TASK REQUIREMENTS —
Counting every line in the records below that holds "black", give the total and add nothing.
+ + +
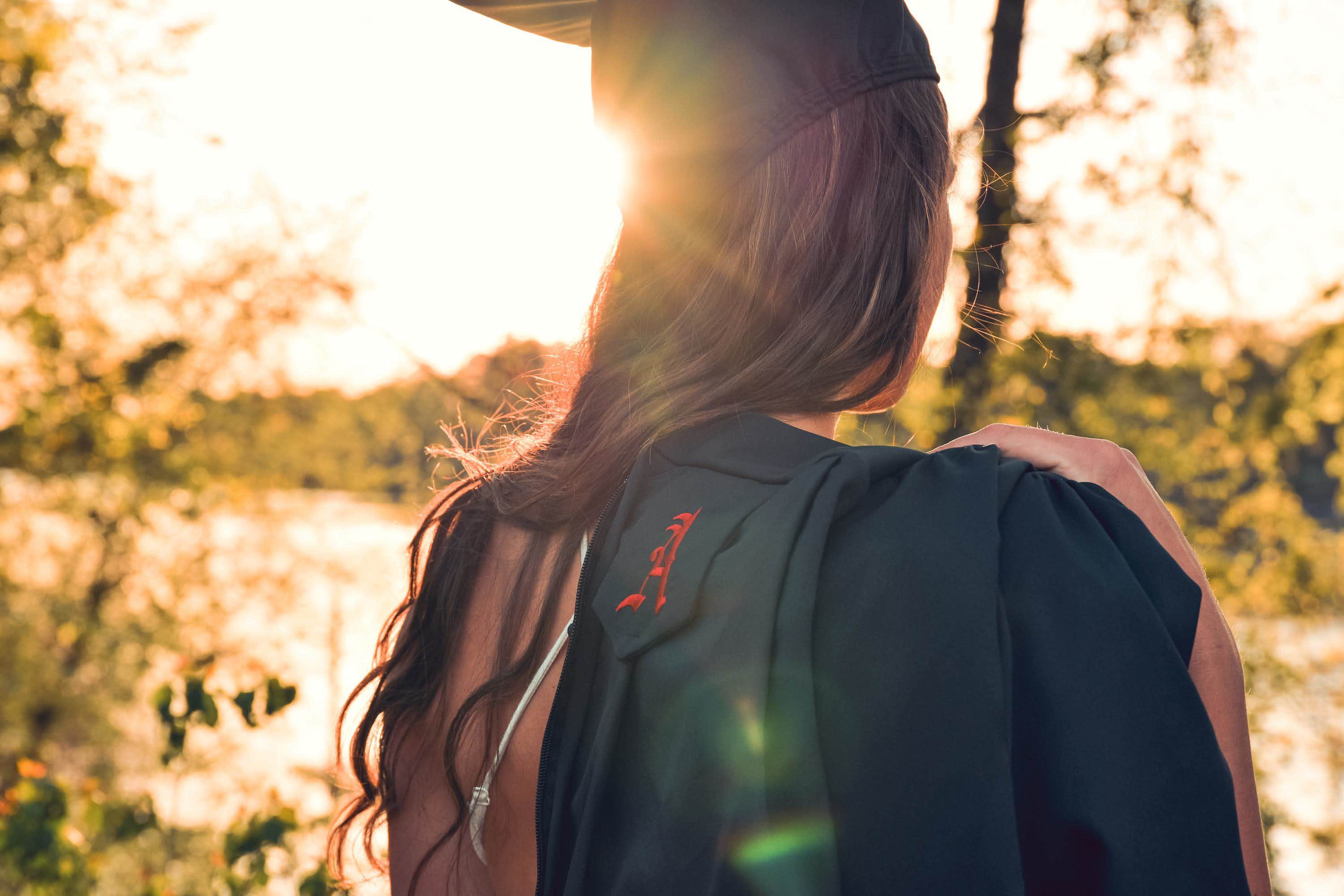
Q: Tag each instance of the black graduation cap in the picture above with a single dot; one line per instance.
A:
(701, 90)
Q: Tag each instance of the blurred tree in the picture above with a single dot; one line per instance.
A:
(1003, 134)
(111, 342)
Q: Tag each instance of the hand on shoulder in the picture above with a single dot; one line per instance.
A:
(1074, 457)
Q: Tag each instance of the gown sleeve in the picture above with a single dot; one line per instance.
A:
(564, 21)
(1120, 786)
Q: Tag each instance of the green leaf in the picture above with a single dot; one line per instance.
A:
(245, 700)
(279, 695)
(162, 700)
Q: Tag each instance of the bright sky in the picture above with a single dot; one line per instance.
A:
(465, 156)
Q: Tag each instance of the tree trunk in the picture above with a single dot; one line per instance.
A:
(996, 211)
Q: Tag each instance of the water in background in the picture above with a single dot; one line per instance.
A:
(343, 566)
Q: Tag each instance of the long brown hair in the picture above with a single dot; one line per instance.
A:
(797, 292)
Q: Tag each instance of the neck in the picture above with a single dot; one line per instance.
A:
(823, 425)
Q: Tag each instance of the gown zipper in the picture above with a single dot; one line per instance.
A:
(594, 546)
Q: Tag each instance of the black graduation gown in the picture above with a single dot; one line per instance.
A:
(804, 668)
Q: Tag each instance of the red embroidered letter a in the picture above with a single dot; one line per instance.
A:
(662, 558)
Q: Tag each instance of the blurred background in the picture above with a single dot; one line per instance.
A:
(254, 253)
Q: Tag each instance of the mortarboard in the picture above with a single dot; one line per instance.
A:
(701, 90)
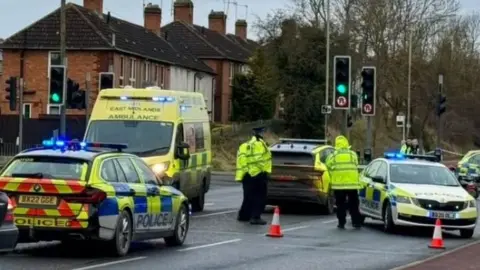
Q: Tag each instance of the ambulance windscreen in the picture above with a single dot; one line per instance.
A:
(144, 138)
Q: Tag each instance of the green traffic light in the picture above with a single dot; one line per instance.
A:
(341, 88)
(55, 98)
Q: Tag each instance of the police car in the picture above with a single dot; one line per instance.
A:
(413, 190)
(91, 191)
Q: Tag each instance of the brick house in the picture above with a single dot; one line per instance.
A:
(226, 54)
(98, 42)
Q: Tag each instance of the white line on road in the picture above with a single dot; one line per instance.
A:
(217, 213)
(295, 228)
(211, 245)
(109, 263)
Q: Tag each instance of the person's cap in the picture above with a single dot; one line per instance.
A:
(258, 129)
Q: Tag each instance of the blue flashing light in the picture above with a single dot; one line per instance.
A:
(394, 156)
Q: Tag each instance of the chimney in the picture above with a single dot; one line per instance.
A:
(183, 11)
(153, 18)
(94, 5)
(217, 21)
(241, 29)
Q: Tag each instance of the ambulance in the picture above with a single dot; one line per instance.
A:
(169, 130)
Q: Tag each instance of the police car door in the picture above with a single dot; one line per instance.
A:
(365, 195)
(138, 192)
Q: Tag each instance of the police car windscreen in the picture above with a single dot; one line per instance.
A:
(292, 158)
(422, 175)
(59, 168)
(144, 138)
+ + +
ANSWER —
2